What are gilts and why do their yields matter for UK local authorities? Phiroza Katrak pkatrak@arlingclose.com

On 30th October 2024, in her first Budget Chancellor Rachel Reeves has the very challenging task in setting out the government’s fiscal plans to increase investment spending, raise economic growth and fix the budgetary “black hole” whilst retaining fiscal credibility and not reneging on election pledges.  The arithmetic will be tight. Tax rises, freezing of tax thresholds and real-term cuts for many government departments seem inevitable, as does an increase in government borrowing.

There will be scrutiny on the borrowing to be funded through the issuance of ‘gilts’ (i.e. UK government bonds). Investors’ reaction to the scale of this requirement and their willingness to absorb this additional issuance will determine whether it pushes the cost of government borrowing up or down.   

Although a dry subject, Arlingclose is occasionally asked about gilts in general and why they are referred to as such. So let’s start with a step back in time.

What are gilts?

Gilts are debt securities issued by the UK government, representing a liability denominated in sterling. They were first issued in 1694 by the newly established Bank of England to help finance the government's war effort against France (the Nine Years War 1689-1697). Their issuance marked the beginning of the UK's government bond market, which has since become a cornerstone of government financing.

> _EXTRACTED ENTRIES_:
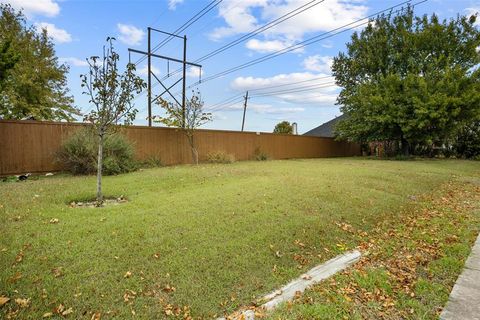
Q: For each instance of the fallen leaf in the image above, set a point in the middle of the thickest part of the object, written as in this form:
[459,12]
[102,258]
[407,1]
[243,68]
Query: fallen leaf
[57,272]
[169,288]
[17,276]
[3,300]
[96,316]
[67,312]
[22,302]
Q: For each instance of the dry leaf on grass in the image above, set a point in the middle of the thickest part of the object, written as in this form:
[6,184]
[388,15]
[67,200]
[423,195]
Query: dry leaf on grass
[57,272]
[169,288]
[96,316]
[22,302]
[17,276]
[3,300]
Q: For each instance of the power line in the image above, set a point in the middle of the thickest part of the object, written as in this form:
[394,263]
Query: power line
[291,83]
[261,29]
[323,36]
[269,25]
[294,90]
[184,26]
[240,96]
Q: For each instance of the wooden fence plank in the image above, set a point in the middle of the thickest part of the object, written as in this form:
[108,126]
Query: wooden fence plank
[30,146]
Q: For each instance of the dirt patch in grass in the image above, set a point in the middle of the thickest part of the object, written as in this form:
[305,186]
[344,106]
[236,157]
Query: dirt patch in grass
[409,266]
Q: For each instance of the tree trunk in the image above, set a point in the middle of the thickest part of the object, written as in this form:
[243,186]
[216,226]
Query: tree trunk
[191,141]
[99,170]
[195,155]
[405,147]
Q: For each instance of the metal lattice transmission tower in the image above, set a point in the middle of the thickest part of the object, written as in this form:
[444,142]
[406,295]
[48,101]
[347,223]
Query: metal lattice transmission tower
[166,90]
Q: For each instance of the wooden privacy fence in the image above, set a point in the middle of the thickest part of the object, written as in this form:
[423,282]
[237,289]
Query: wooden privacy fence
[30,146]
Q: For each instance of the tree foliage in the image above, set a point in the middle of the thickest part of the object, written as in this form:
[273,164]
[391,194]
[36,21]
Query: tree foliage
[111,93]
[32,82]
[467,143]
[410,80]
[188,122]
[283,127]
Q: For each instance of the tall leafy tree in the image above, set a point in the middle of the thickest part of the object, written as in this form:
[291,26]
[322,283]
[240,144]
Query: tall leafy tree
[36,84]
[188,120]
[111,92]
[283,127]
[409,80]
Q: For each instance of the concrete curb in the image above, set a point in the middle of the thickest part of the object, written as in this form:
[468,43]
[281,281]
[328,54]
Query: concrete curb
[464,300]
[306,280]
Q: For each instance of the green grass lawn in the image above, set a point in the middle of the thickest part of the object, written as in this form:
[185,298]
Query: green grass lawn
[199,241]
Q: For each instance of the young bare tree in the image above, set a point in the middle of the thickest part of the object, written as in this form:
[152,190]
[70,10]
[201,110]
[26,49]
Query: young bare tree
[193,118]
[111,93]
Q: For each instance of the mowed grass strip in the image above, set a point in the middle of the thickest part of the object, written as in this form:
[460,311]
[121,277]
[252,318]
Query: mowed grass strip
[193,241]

==

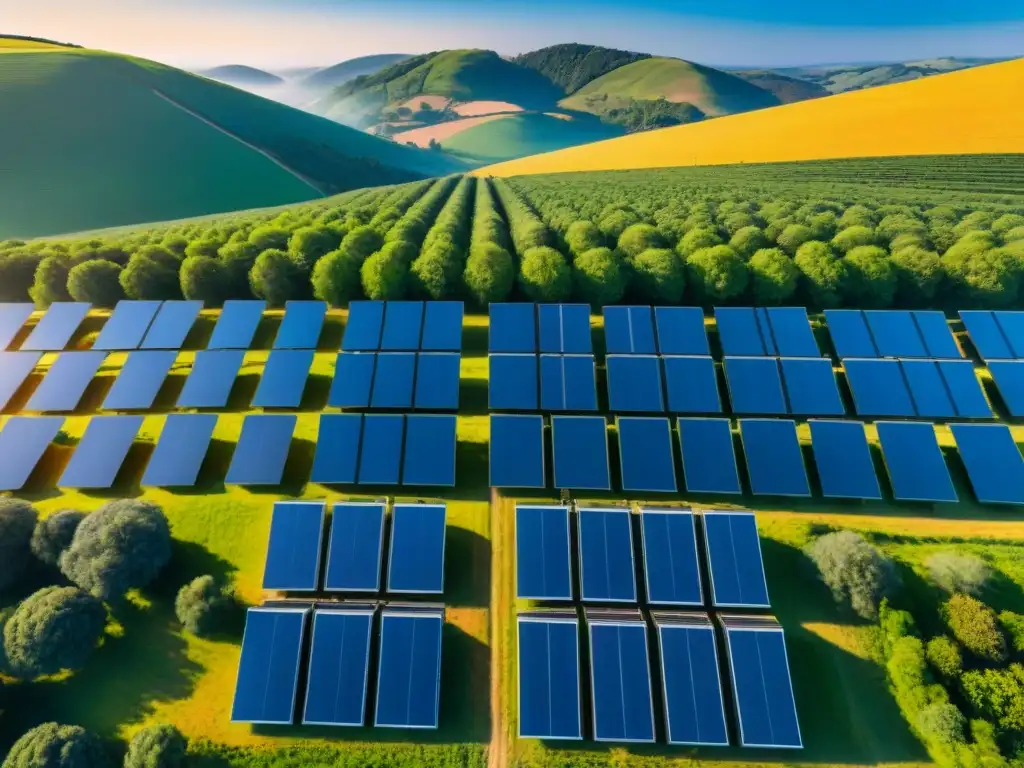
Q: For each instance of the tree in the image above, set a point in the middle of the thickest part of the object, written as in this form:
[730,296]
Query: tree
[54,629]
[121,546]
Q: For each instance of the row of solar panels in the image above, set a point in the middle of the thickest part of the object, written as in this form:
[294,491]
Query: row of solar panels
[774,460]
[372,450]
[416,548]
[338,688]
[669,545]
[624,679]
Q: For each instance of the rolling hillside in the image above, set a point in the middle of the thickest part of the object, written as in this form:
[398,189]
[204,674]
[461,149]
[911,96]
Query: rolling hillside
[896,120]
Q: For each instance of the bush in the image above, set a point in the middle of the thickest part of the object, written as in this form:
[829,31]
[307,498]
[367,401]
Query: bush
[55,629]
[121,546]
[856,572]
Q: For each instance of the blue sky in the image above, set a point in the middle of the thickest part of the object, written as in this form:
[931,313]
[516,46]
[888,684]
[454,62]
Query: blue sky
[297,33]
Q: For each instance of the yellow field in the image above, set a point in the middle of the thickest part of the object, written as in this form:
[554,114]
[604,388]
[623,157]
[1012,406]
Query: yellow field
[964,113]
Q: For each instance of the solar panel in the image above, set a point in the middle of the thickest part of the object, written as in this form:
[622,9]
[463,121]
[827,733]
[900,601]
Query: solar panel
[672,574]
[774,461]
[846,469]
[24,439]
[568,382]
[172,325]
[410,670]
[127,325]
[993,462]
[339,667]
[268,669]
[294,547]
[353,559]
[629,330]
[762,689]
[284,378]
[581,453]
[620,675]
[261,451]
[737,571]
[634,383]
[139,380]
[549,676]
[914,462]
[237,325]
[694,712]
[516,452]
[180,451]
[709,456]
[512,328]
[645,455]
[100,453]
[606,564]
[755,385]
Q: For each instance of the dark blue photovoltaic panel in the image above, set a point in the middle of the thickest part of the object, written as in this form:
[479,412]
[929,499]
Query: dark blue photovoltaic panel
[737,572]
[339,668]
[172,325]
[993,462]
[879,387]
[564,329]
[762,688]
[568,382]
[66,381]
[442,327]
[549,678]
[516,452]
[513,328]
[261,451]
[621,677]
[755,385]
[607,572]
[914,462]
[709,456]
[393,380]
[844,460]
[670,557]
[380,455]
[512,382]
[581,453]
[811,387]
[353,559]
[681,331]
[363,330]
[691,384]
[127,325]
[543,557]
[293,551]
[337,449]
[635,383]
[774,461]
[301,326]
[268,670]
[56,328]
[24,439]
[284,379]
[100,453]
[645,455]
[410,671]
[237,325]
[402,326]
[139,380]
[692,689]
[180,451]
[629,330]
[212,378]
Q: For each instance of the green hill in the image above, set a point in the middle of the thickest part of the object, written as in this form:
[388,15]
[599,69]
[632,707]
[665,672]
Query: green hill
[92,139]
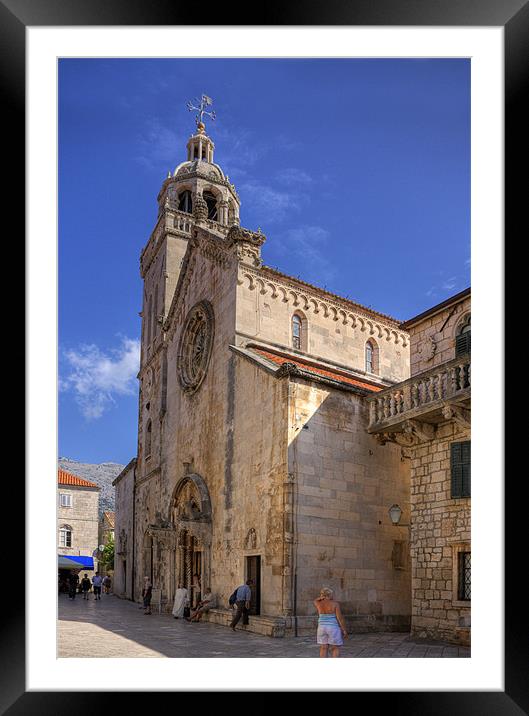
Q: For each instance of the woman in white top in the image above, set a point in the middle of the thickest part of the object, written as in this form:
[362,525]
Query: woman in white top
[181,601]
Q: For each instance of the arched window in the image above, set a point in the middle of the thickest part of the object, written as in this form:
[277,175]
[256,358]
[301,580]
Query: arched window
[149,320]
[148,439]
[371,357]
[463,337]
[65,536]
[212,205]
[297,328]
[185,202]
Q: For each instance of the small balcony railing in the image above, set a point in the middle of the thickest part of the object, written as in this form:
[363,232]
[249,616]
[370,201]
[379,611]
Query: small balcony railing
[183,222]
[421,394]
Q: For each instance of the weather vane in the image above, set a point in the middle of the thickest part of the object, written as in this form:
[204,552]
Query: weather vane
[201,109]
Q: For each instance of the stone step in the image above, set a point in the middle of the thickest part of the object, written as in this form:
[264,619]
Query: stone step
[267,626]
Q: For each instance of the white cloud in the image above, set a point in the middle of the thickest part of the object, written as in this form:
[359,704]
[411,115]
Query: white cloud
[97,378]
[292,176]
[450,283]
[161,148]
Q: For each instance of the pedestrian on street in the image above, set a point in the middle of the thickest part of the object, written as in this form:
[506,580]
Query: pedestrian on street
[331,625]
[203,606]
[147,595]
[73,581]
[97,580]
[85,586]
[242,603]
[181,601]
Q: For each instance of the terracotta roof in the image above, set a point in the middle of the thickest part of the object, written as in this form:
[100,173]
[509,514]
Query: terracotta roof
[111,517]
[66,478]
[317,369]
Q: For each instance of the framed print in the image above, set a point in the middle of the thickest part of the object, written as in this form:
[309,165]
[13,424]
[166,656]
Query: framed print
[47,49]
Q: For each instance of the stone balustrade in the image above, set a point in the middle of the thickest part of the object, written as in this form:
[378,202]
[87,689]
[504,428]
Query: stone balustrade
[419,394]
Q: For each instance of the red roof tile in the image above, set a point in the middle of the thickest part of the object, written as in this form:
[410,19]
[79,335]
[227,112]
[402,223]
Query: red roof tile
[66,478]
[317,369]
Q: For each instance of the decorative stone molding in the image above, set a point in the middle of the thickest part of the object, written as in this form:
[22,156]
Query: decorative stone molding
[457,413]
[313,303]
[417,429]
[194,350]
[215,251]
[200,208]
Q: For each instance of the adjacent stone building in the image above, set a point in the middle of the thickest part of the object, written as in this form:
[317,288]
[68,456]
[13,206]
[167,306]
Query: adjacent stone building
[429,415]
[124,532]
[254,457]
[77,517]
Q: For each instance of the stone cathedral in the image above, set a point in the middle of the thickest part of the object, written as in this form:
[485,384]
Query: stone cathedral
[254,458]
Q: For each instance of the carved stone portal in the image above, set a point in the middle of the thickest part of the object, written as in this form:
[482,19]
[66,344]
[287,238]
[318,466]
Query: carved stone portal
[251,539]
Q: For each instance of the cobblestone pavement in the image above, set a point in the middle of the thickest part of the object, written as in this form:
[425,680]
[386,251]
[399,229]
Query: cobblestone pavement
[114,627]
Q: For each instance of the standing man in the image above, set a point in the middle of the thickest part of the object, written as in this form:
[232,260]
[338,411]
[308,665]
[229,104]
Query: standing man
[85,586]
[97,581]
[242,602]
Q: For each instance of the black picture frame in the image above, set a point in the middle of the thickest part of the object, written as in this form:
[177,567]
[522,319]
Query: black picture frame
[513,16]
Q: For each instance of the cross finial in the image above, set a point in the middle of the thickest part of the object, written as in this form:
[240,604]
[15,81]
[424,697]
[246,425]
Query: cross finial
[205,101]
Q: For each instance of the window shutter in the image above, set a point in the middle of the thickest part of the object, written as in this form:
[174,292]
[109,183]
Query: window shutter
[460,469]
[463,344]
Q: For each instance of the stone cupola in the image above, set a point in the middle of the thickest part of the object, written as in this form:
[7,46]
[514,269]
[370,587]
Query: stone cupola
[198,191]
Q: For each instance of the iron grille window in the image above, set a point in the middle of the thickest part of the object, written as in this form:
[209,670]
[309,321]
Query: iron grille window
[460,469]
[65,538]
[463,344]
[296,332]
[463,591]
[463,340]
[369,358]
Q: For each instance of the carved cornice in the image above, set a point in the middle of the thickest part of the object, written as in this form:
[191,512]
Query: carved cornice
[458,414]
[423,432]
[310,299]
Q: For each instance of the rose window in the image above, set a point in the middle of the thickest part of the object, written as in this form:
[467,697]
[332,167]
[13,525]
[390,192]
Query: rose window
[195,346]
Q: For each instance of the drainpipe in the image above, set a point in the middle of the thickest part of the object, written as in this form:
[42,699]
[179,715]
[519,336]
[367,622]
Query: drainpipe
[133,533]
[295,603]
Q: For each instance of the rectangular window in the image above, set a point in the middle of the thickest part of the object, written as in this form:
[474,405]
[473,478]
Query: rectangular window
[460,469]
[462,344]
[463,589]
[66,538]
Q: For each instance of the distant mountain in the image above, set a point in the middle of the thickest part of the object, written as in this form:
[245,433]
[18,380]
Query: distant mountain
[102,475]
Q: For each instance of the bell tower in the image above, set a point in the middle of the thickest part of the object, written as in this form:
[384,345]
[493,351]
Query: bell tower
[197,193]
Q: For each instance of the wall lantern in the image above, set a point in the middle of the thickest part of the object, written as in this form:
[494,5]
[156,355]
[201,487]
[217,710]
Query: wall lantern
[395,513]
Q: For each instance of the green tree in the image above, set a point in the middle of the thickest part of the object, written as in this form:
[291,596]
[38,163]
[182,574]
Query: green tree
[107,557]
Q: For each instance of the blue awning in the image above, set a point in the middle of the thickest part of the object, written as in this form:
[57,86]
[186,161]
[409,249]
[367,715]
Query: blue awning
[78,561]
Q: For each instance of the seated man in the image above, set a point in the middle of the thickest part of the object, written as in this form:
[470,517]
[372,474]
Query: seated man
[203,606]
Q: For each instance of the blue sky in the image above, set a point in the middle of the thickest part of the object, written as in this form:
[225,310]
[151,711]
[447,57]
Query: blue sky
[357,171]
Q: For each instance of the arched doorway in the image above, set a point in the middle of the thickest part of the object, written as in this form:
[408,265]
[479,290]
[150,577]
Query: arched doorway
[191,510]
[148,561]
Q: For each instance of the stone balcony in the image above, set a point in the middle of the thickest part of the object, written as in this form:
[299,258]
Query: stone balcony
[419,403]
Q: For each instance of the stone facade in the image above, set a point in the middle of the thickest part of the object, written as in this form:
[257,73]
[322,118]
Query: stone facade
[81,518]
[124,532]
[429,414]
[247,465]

> _EXERCISES_:
**A.** Select every line of the records that contains the word "metal", matching case exactly.
**B.** Resume the article on gilts and UK local authorities after its last sentence.

> _RESPONSES FOR EACH TASK_:
**A.**
Q: For each instance of the metal lattice transmission tower in the image above, set a point in the middle of the thickest part of the object, written as in this form:
Query: metal lattice transmission tower

**B.**
In 1998, the UK Debt Management Office took over from the Bank of England for managing the issuance and oversight of gilts on behalf of HM Treasury.

The term "gilt-edged" refers to the original gold leaf trim on the government bond certificates but, more than that, it symbolises the high security and reliability of these bonds.  The government's consistent record of meeting interest and principal repayments provides investors with a secure investment option backed by the creditworthiness of the UK government.

Today, gilts remain a fundamental feature of the UK’s debt management operations. These include conventional and index-linked gilts with an array of maturities, offering a stable source of financing for the government while providing investors with secure and liquid assets catering to different risk appetites and investment strategies.

The regular issuance of gilts also helps to shape the broader interest rate environment, influencing rates across the economy.

Types of gilts

Conventional gilts form the majority of the market (approximately 76%) and offer a fixed cash payment, referred to as ‘coupon’.  For example, a gilt with a 3¾% coupon maturing in 2052 signifies that investors will receive 3.75% interest per annum divided into two equal semi-annual payments, until the principal is repaid in 2052.

Index-linked gilts, first introduced by the UK in 1981, adjust both the semi-annual coupon payments and principal in line with inflation, as measured by the UK Retail Prices Index (RPI), with a lag. This feature protects investors from inflationary erosion of their returns, offering a hedge against rising price levels. Given their inflation linkage, index-linked gilts tend to behave differently from conventional gilts, especially in periods of economic volatility.

How much gilt issuance is outstanding and when does it mature?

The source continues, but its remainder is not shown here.